▶ [Text excerpt]:
Will we see real pacts at next General Election?
NON-APOLOGETIC apologies being suddenly fashionable, here’s one in Johnsonese for the exceptionally abrupt ending of last week’s column headlined ‘‘Keir needs allies to help shift Commons balance’’.
Believe me, I know your anguish and I feel your rage for my leaving you suspended mid-sentence. I offer my heartfelt apologies. All I ask is to be allowed to continue my train of argument so that the full facts can be established.
Fact One: for the first time in ages Labour is indisputably ahead of the Conservatives in the opinion polls, recently by over 10% – its largest lead since 2014.
Fact Two: Keir Starmer recently emphasised that in the next General Election Labour “will focus on target seats – places where we can and have to win”.
The F-word, ‘focus’, but meaning what exactly? Apparently, ‘holding back’ in Conservative-held constituencies where, say, the Liberal Democrats are established and stand an obviously better chance than Labour of capturing the seat – as in December’s North Shropshire by-election.
But North Shropshire could so easily have backfired, with ‘wasted’ Labour votes enabling a Conservative win. If Starmer is really serious, the strategy must be standing down; holding back won’t cut it.
Nor just for the Lib Dems, but also in any currently Conservative seats that the Greens or, in Wales, Plaid Cymru, stand demonstrably the best chance of winning.
In short, what Labour needs nowadays, seriously to challenge the Conservatives under our massively non-proportional electoral system, are formal electoral pacts.
Pacts similar to those eventually imposed by Brexit Party leader Nigel Farage in the 2019 General Election, which contributed significantly to the Conservatives’ huge 80-seat Commons majority, thereby enabling both parties’ primary objective: an early Brexit.
Only similar because, unlike Starmer, Farage could dictate. With the election campaign under way and the Conservatives rejecting any electoral pact with the Brexit Party, he autocratically withdrew all his candidates from the 300-plus Conservative-held seats to avoid
splitting the ‘Leave’ vote.
Brexit Party support collapsed, intending voters drifting back to the Conservatives. On Election Night the party’s 2% vote won precisely no seats – and Farage was mocked by some commentators.
Who’s laughing now, though, at the man with a far bigger agenda than winning a few seats in a 650-member House of Commons?
It sure wasn’t Labour’s Jeremy Corbyn, who had dismissed both formal and informal electoral pacts, and even attempts to encourage ‘tactical voting’ – for whichever party’s candidate in a marginal seat was best placed to defeat the defending Conservative and, perhaps even more importantly, to at least delay Brexit.
But that’s history. What about the next General Election? What if Labour, Lib Dems and Greens were prepared pro-actively to, yes, acknowledge the unfair, anti-proportional electoral system they’re currently stuck with, but try to make the very best of it: in the short term for themselves and the anti-Conservative cause?
Longer term… who knows? Maybe a referendum on a genuinely more proportional electoral system?
By happy chance, the independent Constitution Society recently commissioned a poll of 14,000 respondents, testing the impact of precisely such a Labour/LibDem/ Green pact across the currently 573 English and Welsh constituencies.

▶ [Problem to solve]:
According to the column on electoral pacts, how many respondents took part in the poll commissioned by the Constitution Society?

▶ [Data records]:
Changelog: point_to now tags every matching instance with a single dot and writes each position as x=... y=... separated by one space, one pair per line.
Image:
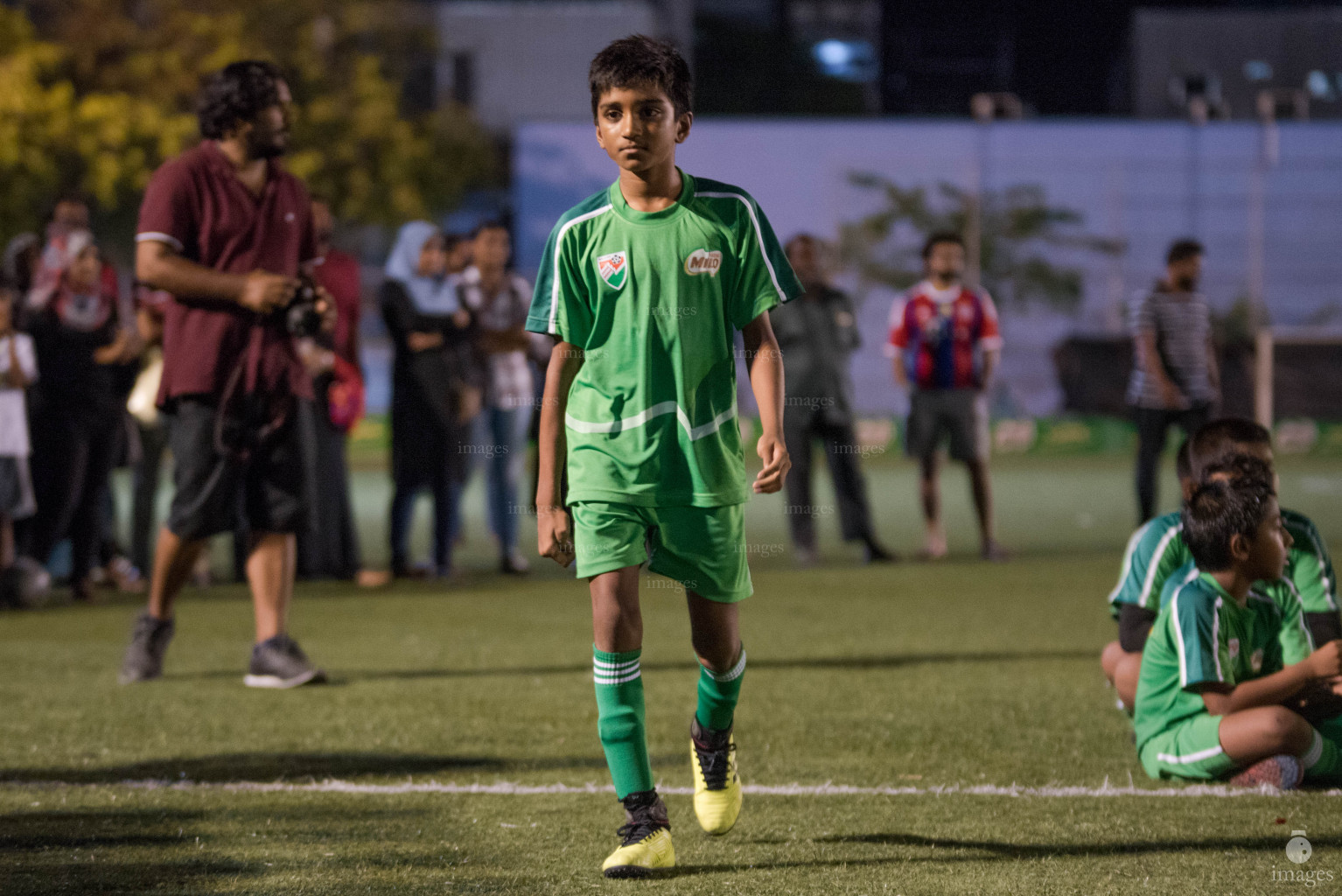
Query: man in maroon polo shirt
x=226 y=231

--

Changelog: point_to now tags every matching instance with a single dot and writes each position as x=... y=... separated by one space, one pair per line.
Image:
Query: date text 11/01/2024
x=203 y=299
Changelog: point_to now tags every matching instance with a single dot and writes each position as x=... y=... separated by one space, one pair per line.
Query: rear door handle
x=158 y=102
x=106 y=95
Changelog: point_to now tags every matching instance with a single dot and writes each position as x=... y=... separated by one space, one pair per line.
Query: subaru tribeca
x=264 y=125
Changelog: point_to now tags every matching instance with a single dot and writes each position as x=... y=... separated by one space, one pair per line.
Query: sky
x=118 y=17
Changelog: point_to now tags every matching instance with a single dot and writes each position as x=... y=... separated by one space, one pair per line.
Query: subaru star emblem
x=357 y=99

▶ [Complete output]:
14,000